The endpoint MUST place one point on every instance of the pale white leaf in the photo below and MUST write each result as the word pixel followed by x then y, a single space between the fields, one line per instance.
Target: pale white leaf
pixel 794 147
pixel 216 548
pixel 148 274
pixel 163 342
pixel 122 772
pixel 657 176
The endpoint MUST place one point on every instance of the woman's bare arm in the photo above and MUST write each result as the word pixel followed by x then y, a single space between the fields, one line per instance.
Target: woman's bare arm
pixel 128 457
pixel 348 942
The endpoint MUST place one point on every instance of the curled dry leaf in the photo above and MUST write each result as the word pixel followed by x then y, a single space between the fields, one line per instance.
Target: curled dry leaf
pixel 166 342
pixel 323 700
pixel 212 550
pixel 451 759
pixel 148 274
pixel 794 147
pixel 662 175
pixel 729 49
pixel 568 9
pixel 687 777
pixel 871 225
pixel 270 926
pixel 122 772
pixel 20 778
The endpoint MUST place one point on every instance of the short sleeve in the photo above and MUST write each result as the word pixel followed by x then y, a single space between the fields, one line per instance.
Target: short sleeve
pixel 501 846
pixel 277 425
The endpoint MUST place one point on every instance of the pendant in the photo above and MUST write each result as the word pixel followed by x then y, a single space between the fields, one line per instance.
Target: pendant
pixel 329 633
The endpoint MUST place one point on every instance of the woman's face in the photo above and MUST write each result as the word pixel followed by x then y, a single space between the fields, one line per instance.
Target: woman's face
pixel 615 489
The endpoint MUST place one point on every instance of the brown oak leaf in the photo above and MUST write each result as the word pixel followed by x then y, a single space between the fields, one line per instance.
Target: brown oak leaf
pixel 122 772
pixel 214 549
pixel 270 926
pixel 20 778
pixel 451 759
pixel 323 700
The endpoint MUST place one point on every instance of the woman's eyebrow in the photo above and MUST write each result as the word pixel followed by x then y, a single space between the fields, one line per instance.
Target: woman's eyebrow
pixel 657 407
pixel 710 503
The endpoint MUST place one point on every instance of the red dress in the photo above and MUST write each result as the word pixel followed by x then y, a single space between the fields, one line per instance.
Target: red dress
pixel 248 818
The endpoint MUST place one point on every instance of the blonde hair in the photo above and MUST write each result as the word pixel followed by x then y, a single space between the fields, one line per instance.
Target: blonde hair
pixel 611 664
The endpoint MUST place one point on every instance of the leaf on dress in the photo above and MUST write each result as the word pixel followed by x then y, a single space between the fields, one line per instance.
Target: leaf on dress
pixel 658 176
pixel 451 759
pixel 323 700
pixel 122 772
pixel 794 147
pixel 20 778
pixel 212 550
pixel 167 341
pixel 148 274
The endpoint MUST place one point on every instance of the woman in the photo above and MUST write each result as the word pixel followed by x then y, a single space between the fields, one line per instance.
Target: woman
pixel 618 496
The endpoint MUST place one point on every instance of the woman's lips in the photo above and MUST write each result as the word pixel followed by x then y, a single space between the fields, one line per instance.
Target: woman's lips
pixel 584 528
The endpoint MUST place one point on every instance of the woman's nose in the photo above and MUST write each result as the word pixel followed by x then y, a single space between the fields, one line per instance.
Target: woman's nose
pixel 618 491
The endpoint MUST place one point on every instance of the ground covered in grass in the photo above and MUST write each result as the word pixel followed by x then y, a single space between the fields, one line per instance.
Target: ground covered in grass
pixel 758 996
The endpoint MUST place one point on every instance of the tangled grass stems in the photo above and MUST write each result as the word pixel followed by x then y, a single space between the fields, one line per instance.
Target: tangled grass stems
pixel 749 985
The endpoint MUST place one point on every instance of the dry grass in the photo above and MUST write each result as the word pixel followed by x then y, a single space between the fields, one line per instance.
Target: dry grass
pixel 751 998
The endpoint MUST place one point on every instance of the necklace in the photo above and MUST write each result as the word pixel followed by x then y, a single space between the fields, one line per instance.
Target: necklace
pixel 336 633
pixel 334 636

> _Work to do_: Can you copy out, word for word, the lines starting at the one that contains "the red dress" and ending at the one that contains "pixel 611 664", with both of those lines included?

> _Response to the task_:
The endpoint MUST place one point on every instance of the red dress in the photo above and MUST write each result as the word pixel followed by x then y, a single space between the fields, one line per instance.
Target: red dress
pixel 248 818
The endpoint MUST place one point on every instance of the blonde hair in the photo above and MUST write each result as the word pixel followed by x then y, a single space between the fields, one line per instance.
Target: blonde hair
pixel 611 664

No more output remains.